提供抜粋 -
----------
一定台数の白ナンバー車両使用事業所であれば、業務前後に各ドライバーに対してアルコールチェックの実施が必要です。義務化されたのが2022年4月のため、就業規則に記載していないという企業様もいるでしょう。
就業規則に盛り込むメリットとは何でしょうか。この記事では、明記する際に行うべき準備や、手順などに関する予備知識を解説します。働きやすい環境作りにお役立てください。
1.まずはアルコールチェック義務化を正しく理解しよう
2.アルコールチェック義務化は就業規則への明記が必要?
3.就業規則とは
4.アルコールチェック義務化を就業規則に明記する前の準備
5.アルコール検知器には種類やタイプがある
6.アルコールチェック義務化を就業規則に明記する方法
7.「みんなのアルコールチェック」で義務化に対応しよう!
8.まとめ
業務上、自動車を一定台数使用している事業所には、アルコールチェックが義務付けられています。2022年4月以降は、運送業者でなくても適用対象となりました。そのため、就業規則の見直しが必要です。
就業規則の中にアルコールチェックに関する項目を明記する前に、義務化の内容を正しく理解しましょう。
2022年4月以前のアルコールチェック義務は、対象が運送業者のみでした。飲酒運転を原因とする痛ましい事故を根絶すべく、2021年に道路交通法施行規則が改正されています。
改正後、乗車定員11名以上の自動車を1台以上、またはその他の自動車を5台以上使用している事業所も義務化の対象です。これまで対象外だった白ナンバー車両にまで拡大しています。
対象事業所では、安全運転管理者を選任しなくてはなりません。安全運転管理者が行う業務内容のひとつは、目視などによるアルコールチェックです。確認内容は毎回きちんと記録し、1年間保存する必要があります。
道路交通法施行規則の改正当初は、2022年10月より白ナンバー車両使用事業者も運送業者同様、アルコール検知器使用を義務化する予定でした。
供給状況などを考慮した結果、施行時期までに対象事業所全てが十分な数のアルコール検知器を入手するのが困難と認められたため、当分の間延期状態となっています。
警察庁の発表によると、アルコール検知器市場の供給状況が比較的安定してきた状況を受け、2023年12月よりアルコール検知器の使用義務化を施行する予定です。
2023年6月9日~7月8日までの間、道路交通法施行規則の一部を改正する内閣府令案に関する意見の公募が行われました。現在、公募の受付は終了しており、近々結果が発表される予定です。
特段大きな状況の変化が見られなければ、アルコール検知器使用義務化に関する規定は適用しないとする暫定処置を、2023年12月1日以降廃止すると考えられています。
----------
提示資料 -
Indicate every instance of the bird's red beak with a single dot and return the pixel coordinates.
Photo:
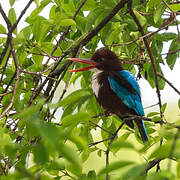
----------
指示 -
アルコールチェック義務化と就業規則についての文章を、最後の文の後から書き継いでください。

解答 -
労働基準法第89条では、常時10人以上の労働者を雇う事業所では、就業規則を作成する必要があります。就業規則には、事業所ごとのルールが明記されており、雇用主と従業員が気持ち良く働くために必要です。
アルコールチェックに関しても、就業規則に明記する必要があります。どのようなメリットがあるのか、ポイントを押さえておきましょう。
就業規則へ明記することは、大切な情報を従業員へ通達する有用な手段です。アルコールチェック義務化について明記することで、必要不可欠な検査であるとの認識が高まります。
従業員の意識が向上するとアルコールチェックへの姿勢が積極的になるため、管理者の業務遂行がスムーズになるでしょう。
懲戒の種別や懲戒事由などを事前に就業規則で明記していない場合は、従業員に懲戒処分を科せられません。
就業規則に明記していれば、従業員がアルコールチェックを拒否したり、酒気帯びが発覚したりした場合に罰則規定の適用が可能です。従業員の権利を過度に制限するものでない罰則規定は、確実に業務を遂行してもらうための有効な手段とされています。
飲酒運転は、事業所およびドライバー当人に大きなリスクをもたらします。事業所は厳しい行政処分を受けなければならず、事業停止や信用失墜に加え、ひいては経営破綻にもなりかねません。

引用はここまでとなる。